(Dataset excerpts)
━━━

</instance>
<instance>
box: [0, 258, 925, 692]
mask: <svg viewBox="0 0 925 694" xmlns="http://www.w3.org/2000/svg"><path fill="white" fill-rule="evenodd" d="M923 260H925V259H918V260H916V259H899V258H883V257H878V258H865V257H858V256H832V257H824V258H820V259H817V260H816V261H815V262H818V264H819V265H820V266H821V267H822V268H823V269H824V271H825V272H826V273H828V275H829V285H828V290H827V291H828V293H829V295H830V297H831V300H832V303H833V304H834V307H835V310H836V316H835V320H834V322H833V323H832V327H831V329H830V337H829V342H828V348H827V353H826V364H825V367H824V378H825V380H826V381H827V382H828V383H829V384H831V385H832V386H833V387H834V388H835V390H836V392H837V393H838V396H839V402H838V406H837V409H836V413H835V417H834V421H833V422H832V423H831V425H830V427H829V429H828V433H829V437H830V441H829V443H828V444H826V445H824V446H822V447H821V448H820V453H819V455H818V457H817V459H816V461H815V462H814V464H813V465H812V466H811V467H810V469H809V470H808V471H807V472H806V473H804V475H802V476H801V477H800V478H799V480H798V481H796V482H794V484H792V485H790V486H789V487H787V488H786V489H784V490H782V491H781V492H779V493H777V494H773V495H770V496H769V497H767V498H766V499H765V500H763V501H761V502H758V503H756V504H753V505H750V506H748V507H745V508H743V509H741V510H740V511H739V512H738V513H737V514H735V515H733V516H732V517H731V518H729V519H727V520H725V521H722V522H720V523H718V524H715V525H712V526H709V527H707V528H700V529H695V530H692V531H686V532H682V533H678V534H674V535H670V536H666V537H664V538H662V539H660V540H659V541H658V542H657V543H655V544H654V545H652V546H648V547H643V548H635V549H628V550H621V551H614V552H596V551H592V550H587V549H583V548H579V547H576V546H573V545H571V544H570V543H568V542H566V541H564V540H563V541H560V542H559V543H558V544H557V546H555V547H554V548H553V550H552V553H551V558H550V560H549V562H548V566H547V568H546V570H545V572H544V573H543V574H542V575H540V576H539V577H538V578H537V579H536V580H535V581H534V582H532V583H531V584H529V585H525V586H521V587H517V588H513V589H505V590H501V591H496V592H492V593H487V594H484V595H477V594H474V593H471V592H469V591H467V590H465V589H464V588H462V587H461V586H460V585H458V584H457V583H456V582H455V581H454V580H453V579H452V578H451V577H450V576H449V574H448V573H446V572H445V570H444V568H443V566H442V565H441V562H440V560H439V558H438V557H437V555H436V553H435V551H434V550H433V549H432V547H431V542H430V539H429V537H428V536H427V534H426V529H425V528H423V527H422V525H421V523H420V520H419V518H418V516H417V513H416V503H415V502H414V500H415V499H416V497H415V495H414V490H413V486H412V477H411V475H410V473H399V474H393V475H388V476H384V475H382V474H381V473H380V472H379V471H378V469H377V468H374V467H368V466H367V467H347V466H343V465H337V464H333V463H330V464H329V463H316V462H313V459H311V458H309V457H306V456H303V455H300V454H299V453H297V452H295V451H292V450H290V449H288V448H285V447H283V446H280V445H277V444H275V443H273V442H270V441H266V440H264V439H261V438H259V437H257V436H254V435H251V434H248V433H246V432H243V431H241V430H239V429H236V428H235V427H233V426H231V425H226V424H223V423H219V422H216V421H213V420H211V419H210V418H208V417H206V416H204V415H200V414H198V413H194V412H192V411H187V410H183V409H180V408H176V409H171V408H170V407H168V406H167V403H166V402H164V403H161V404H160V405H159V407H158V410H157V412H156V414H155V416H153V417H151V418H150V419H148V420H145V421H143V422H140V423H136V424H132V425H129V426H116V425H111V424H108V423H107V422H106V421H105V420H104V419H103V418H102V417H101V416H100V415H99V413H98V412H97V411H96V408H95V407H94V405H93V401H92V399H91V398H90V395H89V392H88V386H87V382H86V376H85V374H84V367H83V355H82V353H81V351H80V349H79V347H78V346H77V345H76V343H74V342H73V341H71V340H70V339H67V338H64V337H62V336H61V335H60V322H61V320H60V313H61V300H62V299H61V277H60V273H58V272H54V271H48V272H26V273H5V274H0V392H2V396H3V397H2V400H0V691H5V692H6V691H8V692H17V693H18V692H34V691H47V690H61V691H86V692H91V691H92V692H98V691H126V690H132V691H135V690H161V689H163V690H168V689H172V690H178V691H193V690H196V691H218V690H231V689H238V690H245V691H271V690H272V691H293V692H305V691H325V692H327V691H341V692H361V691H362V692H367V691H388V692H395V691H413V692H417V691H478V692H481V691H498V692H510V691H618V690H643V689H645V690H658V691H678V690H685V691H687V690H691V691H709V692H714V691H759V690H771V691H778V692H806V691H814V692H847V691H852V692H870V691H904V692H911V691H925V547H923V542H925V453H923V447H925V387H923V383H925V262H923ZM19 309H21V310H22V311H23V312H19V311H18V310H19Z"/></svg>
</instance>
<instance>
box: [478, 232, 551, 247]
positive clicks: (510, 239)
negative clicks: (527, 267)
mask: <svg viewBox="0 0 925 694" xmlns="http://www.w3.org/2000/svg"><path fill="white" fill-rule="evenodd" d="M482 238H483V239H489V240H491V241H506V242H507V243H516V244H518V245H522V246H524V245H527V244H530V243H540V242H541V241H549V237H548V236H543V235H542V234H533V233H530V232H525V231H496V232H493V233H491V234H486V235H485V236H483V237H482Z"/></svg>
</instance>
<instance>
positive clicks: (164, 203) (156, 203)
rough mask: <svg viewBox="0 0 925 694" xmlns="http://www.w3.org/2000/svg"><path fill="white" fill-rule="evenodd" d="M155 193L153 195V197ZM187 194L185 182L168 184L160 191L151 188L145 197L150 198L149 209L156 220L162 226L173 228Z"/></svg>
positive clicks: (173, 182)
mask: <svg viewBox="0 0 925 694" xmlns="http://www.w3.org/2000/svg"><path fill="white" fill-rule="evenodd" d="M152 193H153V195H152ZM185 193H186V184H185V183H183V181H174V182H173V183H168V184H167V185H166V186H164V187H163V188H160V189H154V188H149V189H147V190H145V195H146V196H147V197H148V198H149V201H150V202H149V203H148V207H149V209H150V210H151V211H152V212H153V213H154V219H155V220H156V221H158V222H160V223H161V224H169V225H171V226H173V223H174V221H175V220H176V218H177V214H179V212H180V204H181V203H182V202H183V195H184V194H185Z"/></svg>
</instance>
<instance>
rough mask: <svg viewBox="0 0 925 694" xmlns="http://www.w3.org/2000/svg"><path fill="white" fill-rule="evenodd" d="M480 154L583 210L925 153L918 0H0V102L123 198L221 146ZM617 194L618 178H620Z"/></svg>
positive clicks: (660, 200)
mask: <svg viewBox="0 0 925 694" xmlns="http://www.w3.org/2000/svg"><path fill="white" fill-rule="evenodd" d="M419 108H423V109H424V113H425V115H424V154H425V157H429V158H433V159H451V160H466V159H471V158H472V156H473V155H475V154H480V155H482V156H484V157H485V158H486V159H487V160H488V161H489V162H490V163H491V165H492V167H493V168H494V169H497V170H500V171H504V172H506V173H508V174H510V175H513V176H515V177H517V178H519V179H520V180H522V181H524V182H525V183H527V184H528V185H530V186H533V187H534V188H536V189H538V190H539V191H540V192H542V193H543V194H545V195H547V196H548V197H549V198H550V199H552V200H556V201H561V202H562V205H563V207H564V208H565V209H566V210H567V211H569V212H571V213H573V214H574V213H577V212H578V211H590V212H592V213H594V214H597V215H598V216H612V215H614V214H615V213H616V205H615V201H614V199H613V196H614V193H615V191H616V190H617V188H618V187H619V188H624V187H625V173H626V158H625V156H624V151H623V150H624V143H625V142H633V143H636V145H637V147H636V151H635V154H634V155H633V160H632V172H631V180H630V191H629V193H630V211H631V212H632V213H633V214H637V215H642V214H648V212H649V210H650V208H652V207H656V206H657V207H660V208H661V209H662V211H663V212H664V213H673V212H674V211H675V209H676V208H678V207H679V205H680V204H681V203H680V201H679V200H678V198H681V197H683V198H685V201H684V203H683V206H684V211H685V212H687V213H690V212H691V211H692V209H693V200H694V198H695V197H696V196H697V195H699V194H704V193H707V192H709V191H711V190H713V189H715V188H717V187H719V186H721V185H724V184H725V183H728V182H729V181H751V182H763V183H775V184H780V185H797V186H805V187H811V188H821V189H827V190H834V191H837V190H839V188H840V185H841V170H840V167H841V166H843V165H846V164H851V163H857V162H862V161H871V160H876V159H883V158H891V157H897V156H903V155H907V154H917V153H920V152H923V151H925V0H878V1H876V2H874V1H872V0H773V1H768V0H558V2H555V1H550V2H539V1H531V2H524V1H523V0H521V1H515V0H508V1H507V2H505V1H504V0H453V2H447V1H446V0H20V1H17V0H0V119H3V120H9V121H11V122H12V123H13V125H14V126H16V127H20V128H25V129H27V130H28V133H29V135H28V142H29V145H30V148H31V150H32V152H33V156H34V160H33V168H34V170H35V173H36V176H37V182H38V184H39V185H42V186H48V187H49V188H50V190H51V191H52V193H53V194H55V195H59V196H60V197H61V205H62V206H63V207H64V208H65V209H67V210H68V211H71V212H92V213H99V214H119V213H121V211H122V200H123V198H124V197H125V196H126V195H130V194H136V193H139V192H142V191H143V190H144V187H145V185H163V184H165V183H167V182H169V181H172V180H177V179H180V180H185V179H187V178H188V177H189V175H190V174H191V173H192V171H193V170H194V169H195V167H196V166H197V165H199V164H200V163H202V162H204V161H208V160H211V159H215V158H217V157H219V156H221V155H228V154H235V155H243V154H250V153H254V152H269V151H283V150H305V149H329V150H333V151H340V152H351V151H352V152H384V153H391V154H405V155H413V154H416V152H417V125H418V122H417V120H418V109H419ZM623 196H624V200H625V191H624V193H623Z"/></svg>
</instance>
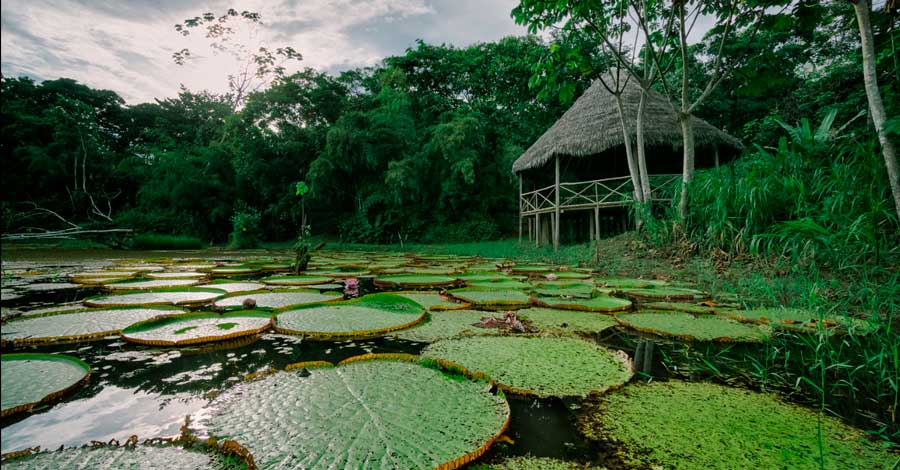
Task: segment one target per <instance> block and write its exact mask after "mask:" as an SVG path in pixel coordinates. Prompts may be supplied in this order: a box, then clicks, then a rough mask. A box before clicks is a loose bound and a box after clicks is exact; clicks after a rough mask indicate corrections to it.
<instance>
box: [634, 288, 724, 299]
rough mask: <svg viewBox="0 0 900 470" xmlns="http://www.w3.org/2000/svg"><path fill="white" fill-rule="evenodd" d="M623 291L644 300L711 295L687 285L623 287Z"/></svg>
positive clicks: (704, 295)
mask: <svg viewBox="0 0 900 470" xmlns="http://www.w3.org/2000/svg"><path fill="white" fill-rule="evenodd" d="M622 293H623V294H625V295H627V296H628V297H631V298H632V299H635V300H643V301H655V300H662V301H670V300H699V299H705V298H708V297H709V294H707V293H706V292H703V291H700V290H697V289H688V288H686V287H655V288H649V289H622Z"/></svg>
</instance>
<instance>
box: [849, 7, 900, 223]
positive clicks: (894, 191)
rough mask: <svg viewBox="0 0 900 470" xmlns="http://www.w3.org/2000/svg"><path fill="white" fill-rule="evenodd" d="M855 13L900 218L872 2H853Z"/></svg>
mask: <svg viewBox="0 0 900 470" xmlns="http://www.w3.org/2000/svg"><path fill="white" fill-rule="evenodd" d="M850 3H852V4H853V10H854V12H855V13H856V21H857V24H858V25H859V37H860V46H861V48H862V66H863V79H864V82H865V88H866V96H867V97H868V99H869V111H870V112H871V115H872V123H873V124H874V125H875V132H876V133H877V134H878V141H879V142H880V143H881V152H882V153H883V154H884V163H885V166H886V167H887V172H888V183H889V185H890V187H891V193H892V194H893V195H894V205H895V208H896V209H897V218H898V219H900V166H898V163H897V151H896V149H895V147H894V142H893V141H892V140H891V138H890V136H888V135H887V132H886V130H885V122H886V121H887V113H886V112H885V109H884V103H883V102H882V101H881V91H880V90H879V89H878V75H877V74H876V73H875V40H874V38H873V37H872V23H871V21H870V20H869V12H870V11H871V9H872V4H871V3H870V0H850Z"/></svg>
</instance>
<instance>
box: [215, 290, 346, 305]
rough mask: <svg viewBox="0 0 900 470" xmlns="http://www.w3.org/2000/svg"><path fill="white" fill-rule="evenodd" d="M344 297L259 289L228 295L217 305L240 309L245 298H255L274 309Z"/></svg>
mask: <svg viewBox="0 0 900 470" xmlns="http://www.w3.org/2000/svg"><path fill="white" fill-rule="evenodd" d="M343 298H344V295H343V294H334V293H332V294H323V293H319V291H317V290H312V289H297V290H277V291H258V292H242V293H240V294H238V295H229V296H228V297H224V298H222V299H219V300H217V301H216V304H215V305H216V307H222V308H231V309H239V308H243V305H244V301H245V300H247V299H253V300H255V301H256V306H257V307H262V308H271V309H273V310H286V309H289V308H294V307H299V306H301V305H307V304H314V303H319V302H331V301H333V300H341V299H343Z"/></svg>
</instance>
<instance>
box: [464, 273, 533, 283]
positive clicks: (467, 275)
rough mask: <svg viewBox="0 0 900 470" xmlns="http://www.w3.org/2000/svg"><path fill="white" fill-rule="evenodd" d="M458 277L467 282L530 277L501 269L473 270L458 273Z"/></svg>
mask: <svg viewBox="0 0 900 470" xmlns="http://www.w3.org/2000/svg"><path fill="white" fill-rule="evenodd" d="M456 278H457V279H462V280H463V281H465V282H466V283H468V282H480V281H501V280H504V279H513V280H516V281H524V280H525V279H528V276H516V275H512V274H506V273H504V272H501V271H488V272H483V271H482V272H477V271H471V272H467V273H462V274H457V275H456Z"/></svg>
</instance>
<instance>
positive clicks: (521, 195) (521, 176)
mask: <svg viewBox="0 0 900 470" xmlns="http://www.w3.org/2000/svg"><path fill="white" fill-rule="evenodd" d="M523 219H524V217H522V173H521V172H520V173H519V243H522V221H523Z"/></svg>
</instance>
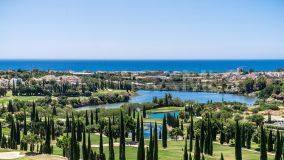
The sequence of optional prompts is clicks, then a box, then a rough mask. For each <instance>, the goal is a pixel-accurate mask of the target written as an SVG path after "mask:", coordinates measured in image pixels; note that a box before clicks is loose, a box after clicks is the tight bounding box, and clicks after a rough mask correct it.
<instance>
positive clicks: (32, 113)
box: [31, 101, 36, 121]
mask: <svg viewBox="0 0 284 160" xmlns="http://www.w3.org/2000/svg"><path fill="white" fill-rule="evenodd" d="M35 115H36V108H35V102H34V101H33V105H32V113H31V121H35Z"/></svg>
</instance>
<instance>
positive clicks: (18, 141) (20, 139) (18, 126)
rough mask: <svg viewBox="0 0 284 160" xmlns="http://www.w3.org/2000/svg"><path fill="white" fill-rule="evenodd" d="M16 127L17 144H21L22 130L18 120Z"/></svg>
mask: <svg viewBox="0 0 284 160" xmlns="http://www.w3.org/2000/svg"><path fill="white" fill-rule="evenodd" d="M16 127H17V130H16V141H17V144H18V145H19V144H20V142H21V130H20V125H19V122H18V121H17V123H16Z"/></svg>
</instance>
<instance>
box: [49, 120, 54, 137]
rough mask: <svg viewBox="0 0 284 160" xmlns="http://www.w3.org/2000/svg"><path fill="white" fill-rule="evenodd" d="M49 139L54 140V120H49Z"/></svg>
mask: <svg viewBox="0 0 284 160" xmlns="http://www.w3.org/2000/svg"><path fill="white" fill-rule="evenodd" d="M50 123H51V137H52V140H55V126H54V125H55V124H54V120H53V119H51V122H50Z"/></svg>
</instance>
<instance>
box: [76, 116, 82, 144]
mask: <svg viewBox="0 0 284 160" xmlns="http://www.w3.org/2000/svg"><path fill="white" fill-rule="evenodd" d="M81 126H82V124H81V121H80V120H79V117H78V118H77V141H78V142H81V141H82V127H81Z"/></svg>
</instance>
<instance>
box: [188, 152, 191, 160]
mask: <svg viewBox="0 0 284 160" xmlns="http://www.w3.org/2000/svg"><path fill="white" fill-rule="evenodd" d="M188 160H192V156H191V152H189V157H188Z"/></svg>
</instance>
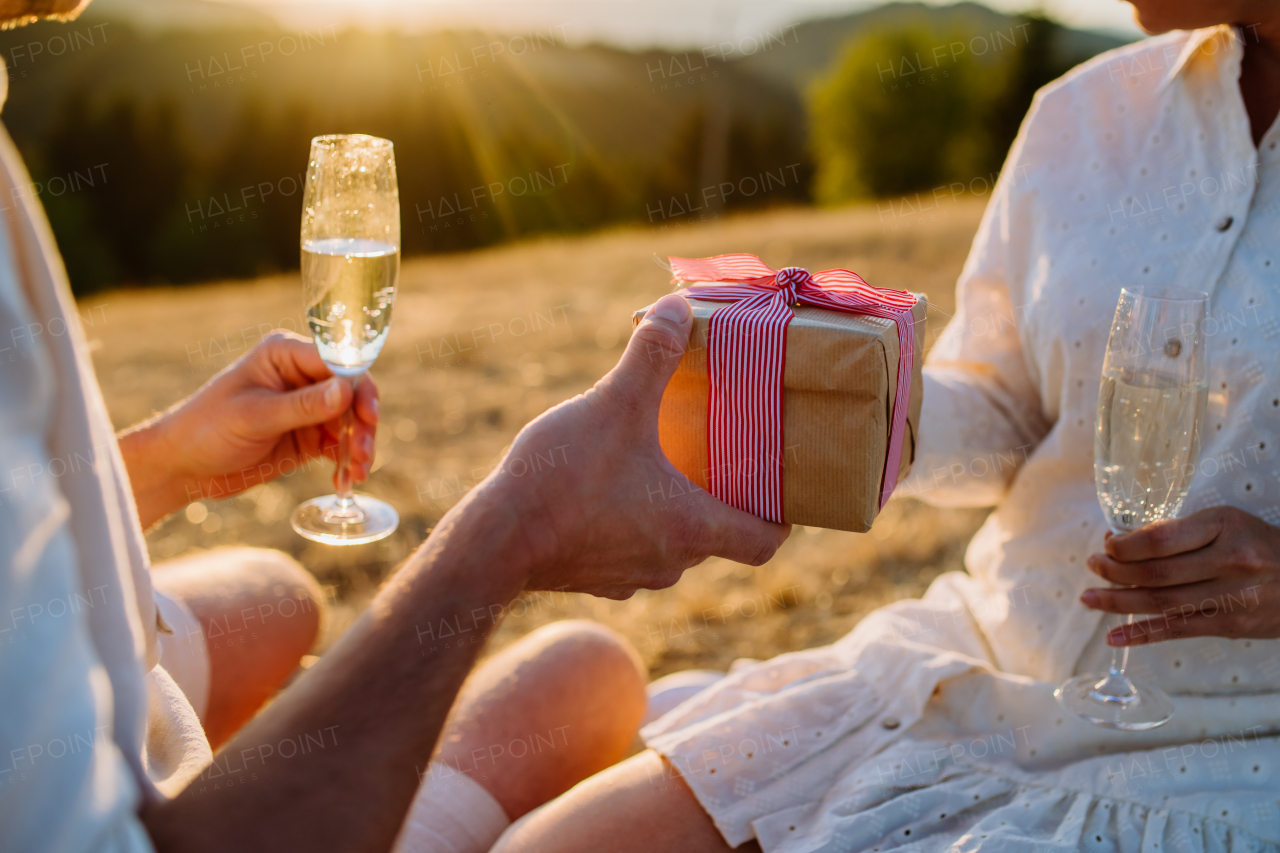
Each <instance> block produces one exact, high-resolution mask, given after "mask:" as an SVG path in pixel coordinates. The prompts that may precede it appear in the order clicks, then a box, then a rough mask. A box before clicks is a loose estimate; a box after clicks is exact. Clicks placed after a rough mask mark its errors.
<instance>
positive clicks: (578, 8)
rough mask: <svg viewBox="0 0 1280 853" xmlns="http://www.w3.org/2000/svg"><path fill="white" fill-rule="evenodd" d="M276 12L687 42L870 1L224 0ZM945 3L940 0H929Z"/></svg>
mask: <svg viewBox="0 0 1280 853" xmlns="http://www.w3.org/2000/svg"><path fill="white" fill-rule="evenodd" d="M219 1H221V3H232V4H241V5H247V6H251V8H257V9H262V10H266V12H270V13H271V14H273V15H274V17H276V18H279V19H280V20H282V22H283V23H285V24H287V26H291V27H293V26H296V27H300V28H301V27H306V26H312V27H314V26H317V24H328V23H334V22H337V23H339V24H347V23H364V24H365V26H367V27H370V28H383V27H393V26H394V27H399V28H403V29H410V31H421V29H433V28H436V27H442V26H454V27H457V26H476V27H484V28H488V29H502V31H504V32H509V33H513V35H515V33H520V32H524V31H529V32H532V31H535V29H538V31H543V32H545V31H547V29H548V28H557V32H558V33H559V35H561V37H563V38H566V40H568V41H571V42H584V41H604V42H608V44H613V45H620V46H623V47H650V46H653V47H687V46H698V45H704V44H710V42H713V41H716V40H717V38H723V37H726V36H728V37H732V36H735V35H736V36H739V37H741V36H746V35H750V33H753V32H762V31H764V29H769V28H773V27H777V26H780V24H787V23H795V22H797V20H804V19H809V18H815V17H826V15H836V14H841V13H846V12H852V10H856V9H864V8H868V6H872V5H878V4H876V3H869V1H868V0H536V1H534V0H219ZM925 1H928V3H931V4H933V5H942V4H941V3H938V1H937V0H925ZM986 3H987V5H989V6H992V8H995V9H998V10H1001V12H1010V13H1016V12H1029V10H1033V9H1038V10H1043V12H1046V13H1048V14H1050V15H1051V17H1053V18H1056V19H1057V20H1061V22H1062V23H1065V24H1068V26H1070V27H1076V28H1087V29H1110V31H1116V32H1123V33H1128V35H1135V33H1138V28H1137V27H1135V26H1134V23H1133V14H1132V12H1130V6H1129V4H1128V3H1124V1H1123V0H1032V1H1028V0H986Z"/></svg>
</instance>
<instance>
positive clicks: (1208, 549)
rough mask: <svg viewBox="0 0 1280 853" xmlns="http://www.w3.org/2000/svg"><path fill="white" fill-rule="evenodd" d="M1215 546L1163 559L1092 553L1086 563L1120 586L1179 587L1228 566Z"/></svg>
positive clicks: (1137, 586) (1221, 573)
mask: <svg viewBox="0 0 1280 853" xmlns="http://www.w3.org/2000/svg"><path fill="white" fill-rule="evenodd" d="M1220 564H1221V560H1220V556H1219V555H1217V553H1216V549H1215V548H1213V547H1208V548H1204V549H1203V551H1196V552H1193V553H1184V555H1178V556H1176V557H1166V558H1162V560H1139V561H1137V562H1120V561H1119V560H1112V558H1111V557H1108V556H1107V555H1105V553H1096V555H1092V556H1091V557H1089V558H1088V560H1087V561H1085V564H1084V565H1085V566H1088V567H1089V571H1092V573H1093V574H1096V575H1098V576H1100V578H1102V579H1103V580H1110V581H1111V583H1114V584H1117V585H1120V587H1179V585H1183V584H1192V583H1197V581H1201V580H1208V579H1211V578H1217V576H1219V575H1221V574H1222V573H1224V570H1225V566H1222V565H1220Z"/></svg>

━━━

Pull out each line of the data above that contains the string "coordinates", treating uppercase and lowercase as different.

### YOUR RESPONSE
Task: segment one target per <instance> block and write its exact mask after "mask:" as an SVG path in pixel coordinates. Prompts may be supplied in this order: a box, then clicks, then a rough mask. A box before clicks is a loose bound and a box after clicks is exact; clicks after a rough mask indicate corrections to it.
The sequence of optional prompts is clicks, then a box, then a rough mask. For each <instance>, the goal is a pixel-accurate mask of the target written as an SVG path after "mask:", coordinates measured in image pixels; note that a box before clicks is loose, a box after clicks is the tight bounding box, and clicks after a rough mask correct it.
Each <instance> block produces one exact, high-resolution mask, given after "mask:" as an SVG path in pixel coordinates. The prompts that may precede it appear in the order clicks, then a box, then a rough mask. A box before clicks is a loose estimate; a box after clicks is exact. Clicks placed after a rough mask mark its errors.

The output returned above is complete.